文書の抜粋 —
.....
福岡のスポーツ界に明るいニュースを届け続けたアビスパだが、SDGsの面でも地道な活動を通して希望の光を投げかけている。中心になって活動している川森敬史代表取締役社長に話を聞いた。
アビスパでとくに力を入れて取り組んでいるのは、ゴール3の「あらゆる年齢のすべての人々の健康的な生活を確保し、福祉を促進する」だ。
「『継続は力なり、さらに継続は宝なり』という言葉を胸に、取り組みを続けています」(川森社長)。
今シーズン特徴的だったのは、法務省との取り組み。川森社長とトップチームの選手、スクールコーチ、ブラインドサッカーのコーチ・選手らが福岡少年院(福岡市南区)と筑紫少女苑(福岡市東区)を訪問し、入所している少年らとブラインドサッカー体験やミニゲームなどのふれあいイベントを実施した。
「入所している院生の社会復帰、再犯抑制等の一助になればと考えました。少年院や少女苑に入ることになった子どもたちは、社会や周囲の人たちと信頼を結ぶことができなくなってしまっていることも多い。そんな彼らから、ピッチの外からのコーチングだけを頼りにプレーするブラインドサッカーは、『人を信じること』の大切さに気づく機会になった、という感想文をいただきました。選手たちにとっても非常に良い経験になりました。」
.....
リスト —
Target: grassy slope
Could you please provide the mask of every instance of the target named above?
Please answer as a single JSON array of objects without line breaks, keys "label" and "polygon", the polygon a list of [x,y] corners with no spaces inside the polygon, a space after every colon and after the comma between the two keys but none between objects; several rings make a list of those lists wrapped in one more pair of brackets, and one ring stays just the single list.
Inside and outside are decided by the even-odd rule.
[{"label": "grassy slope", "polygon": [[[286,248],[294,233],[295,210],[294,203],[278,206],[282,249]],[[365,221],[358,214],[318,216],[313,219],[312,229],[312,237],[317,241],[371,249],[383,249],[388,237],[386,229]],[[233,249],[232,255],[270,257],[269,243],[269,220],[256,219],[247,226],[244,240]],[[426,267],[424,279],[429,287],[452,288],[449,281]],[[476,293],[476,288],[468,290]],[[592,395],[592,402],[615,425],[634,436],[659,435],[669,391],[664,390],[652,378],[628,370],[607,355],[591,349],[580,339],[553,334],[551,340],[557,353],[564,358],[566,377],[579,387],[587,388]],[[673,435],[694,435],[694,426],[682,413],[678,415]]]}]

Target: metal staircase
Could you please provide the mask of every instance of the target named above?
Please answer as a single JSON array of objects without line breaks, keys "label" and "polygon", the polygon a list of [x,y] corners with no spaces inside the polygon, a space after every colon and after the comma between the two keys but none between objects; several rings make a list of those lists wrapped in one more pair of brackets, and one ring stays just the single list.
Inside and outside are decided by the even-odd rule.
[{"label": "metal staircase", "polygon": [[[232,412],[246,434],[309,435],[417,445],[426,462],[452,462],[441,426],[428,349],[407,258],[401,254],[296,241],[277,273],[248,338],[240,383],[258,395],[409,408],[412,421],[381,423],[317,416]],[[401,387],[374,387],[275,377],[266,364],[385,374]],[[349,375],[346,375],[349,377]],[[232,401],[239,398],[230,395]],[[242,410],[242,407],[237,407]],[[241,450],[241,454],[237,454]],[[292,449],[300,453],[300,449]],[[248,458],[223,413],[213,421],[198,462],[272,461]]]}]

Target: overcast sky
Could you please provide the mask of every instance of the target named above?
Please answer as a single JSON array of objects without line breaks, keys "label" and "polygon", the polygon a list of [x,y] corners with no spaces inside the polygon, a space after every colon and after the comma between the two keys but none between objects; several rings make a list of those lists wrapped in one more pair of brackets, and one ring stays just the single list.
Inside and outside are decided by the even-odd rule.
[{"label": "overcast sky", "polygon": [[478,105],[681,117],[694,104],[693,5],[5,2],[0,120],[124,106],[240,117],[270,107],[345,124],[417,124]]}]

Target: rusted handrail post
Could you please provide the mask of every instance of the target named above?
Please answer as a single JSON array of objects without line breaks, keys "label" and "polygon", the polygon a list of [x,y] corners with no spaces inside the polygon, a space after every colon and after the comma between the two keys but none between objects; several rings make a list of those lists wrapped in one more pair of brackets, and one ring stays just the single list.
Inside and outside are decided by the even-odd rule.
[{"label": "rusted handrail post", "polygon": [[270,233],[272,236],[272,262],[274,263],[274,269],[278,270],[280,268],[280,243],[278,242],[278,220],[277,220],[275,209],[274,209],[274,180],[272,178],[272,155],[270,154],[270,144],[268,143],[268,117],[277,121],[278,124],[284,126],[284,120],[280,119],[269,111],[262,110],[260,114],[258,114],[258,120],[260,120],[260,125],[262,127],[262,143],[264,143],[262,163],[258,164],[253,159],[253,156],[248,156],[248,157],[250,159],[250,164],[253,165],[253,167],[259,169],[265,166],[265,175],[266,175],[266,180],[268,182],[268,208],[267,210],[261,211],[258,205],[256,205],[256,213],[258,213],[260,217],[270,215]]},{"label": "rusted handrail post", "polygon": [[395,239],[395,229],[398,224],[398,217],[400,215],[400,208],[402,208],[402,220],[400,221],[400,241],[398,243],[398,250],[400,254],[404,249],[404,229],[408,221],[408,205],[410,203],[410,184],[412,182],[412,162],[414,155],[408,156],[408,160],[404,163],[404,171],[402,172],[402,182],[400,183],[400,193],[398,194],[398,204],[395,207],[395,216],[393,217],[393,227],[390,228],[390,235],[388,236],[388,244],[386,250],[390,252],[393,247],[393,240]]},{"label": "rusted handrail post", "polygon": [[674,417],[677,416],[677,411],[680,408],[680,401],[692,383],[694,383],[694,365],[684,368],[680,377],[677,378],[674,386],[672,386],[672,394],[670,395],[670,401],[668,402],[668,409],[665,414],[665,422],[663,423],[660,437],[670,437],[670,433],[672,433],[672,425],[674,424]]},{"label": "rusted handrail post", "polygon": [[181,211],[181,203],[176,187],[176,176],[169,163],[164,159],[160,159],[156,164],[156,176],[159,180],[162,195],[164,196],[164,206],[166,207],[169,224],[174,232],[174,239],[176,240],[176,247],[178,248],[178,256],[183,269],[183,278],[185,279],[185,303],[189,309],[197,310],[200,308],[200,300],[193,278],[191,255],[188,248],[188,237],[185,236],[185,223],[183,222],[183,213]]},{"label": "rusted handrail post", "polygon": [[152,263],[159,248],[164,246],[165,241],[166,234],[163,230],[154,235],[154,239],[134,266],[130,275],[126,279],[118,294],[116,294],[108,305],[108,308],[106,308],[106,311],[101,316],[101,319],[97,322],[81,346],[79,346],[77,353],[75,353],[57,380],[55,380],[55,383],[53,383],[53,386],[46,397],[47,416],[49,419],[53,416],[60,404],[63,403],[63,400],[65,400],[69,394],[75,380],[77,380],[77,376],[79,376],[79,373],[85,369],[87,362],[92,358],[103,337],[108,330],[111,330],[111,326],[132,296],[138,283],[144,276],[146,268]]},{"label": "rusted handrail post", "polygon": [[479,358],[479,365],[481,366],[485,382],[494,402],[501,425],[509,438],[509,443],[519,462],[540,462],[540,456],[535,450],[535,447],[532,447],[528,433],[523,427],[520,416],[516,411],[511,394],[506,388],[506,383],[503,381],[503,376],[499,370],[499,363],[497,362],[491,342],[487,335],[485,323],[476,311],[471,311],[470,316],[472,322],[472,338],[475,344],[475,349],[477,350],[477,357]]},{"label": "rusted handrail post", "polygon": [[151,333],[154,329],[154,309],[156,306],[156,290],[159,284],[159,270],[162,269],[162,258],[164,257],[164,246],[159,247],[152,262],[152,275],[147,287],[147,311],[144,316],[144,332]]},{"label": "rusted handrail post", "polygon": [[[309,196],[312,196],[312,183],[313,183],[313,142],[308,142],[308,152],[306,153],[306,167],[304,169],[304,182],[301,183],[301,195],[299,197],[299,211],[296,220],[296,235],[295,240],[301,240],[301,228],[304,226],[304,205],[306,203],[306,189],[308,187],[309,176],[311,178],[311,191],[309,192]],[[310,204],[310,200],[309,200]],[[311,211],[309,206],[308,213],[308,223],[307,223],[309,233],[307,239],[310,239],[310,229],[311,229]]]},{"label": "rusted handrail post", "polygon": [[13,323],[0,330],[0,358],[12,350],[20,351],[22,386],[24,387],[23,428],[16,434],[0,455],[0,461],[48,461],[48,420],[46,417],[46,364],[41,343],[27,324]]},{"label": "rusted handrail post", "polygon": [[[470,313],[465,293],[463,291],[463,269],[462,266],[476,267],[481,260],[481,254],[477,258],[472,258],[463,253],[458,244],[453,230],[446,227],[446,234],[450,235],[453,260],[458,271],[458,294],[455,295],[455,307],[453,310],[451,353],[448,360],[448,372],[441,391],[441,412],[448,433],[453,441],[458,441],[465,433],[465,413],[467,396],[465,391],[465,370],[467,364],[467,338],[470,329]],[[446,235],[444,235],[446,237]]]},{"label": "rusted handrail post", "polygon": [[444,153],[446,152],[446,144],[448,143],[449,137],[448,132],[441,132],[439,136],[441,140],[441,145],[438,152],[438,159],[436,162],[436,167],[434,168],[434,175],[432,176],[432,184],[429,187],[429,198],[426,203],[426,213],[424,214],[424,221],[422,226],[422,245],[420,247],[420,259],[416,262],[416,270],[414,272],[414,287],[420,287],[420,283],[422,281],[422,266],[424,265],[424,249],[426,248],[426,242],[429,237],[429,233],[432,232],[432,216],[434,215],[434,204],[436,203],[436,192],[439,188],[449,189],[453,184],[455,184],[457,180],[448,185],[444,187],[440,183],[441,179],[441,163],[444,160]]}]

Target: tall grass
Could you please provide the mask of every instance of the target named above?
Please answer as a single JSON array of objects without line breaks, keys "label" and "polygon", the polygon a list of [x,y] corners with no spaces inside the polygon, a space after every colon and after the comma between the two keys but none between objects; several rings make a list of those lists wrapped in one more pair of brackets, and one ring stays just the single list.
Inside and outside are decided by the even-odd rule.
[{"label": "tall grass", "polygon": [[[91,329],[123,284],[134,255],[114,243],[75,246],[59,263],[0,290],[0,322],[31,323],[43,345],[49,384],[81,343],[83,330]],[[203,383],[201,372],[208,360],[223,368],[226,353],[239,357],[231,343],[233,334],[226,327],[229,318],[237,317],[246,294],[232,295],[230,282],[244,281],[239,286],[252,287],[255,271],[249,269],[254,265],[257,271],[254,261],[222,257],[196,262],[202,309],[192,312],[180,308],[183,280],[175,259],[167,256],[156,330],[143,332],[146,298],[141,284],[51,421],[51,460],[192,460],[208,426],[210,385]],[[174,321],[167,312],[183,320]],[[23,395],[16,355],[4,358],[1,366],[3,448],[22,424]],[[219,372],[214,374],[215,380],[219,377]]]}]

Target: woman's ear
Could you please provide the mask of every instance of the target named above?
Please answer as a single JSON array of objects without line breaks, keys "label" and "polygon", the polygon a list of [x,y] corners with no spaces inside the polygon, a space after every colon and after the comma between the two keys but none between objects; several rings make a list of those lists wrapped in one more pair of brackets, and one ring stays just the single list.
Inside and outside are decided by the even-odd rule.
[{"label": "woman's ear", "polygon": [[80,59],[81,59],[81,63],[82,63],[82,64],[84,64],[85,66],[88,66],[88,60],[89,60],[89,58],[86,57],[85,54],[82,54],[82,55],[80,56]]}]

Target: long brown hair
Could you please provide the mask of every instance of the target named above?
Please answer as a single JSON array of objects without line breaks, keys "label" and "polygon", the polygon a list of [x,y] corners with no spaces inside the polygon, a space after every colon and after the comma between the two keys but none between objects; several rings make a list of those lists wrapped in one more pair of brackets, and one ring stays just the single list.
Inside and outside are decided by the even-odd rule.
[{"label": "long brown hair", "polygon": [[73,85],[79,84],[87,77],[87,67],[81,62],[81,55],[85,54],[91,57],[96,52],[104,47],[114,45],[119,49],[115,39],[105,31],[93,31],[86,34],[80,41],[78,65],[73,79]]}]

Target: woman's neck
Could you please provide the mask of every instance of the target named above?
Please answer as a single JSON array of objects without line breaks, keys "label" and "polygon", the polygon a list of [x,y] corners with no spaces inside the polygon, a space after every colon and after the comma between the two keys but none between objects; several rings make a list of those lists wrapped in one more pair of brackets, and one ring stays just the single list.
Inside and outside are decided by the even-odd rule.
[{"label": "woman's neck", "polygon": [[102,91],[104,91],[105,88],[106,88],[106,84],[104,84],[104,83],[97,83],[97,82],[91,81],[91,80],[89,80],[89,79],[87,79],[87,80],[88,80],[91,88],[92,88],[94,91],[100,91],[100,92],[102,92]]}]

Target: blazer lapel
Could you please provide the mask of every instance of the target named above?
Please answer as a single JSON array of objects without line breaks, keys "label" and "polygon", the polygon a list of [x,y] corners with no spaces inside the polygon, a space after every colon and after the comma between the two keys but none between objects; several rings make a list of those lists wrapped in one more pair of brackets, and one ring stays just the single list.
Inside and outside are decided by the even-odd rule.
.....
作業指示 —
a – 抜粋の「今シーズン特徴的だったのは」で始まる段落を、主な事実を残したまま箇条書きに書き直してください。
b – 抜粋のうち、「福岡のスポーツ界に明るいニュ」という語句のある箇所から始めて「続けています」(川森社長)。」で終わる部分を、一字一句変えずに返してください。

解答一覧 —
a –
- 今シーズンの特徴は法務省との取り組み
- 川森社長、トップチームの選手、スクールコーチ、ブラインドサッカーのコーチ・選手らが訪問した
- 訪問先は福岡少年院（福岡市南区）と筑紫少女苑（福岡市東区）
- 入所している少年らと、ブラインドサッカー体験やミニゲームなどのふれあいイベントを実施した

b –
福岡のスポーツ界に明るいニュースを届け続けたアビスパだが、SDGsの面でも地道な活動を通して希望の光を投げかけている。中心になって活動している川森敬史代表取締役社長に話を聞いた。
アビスパでとくに力を入れて取り組んでいるのは、ゴール3の「あらゆる年齢のすべての人々の健康的な生活を確保し、福祉を促進する」だ。
「『継続は力なり、さらに継続は宝なり』という言葉を胸に、取り組みを続けています」(川森社長)。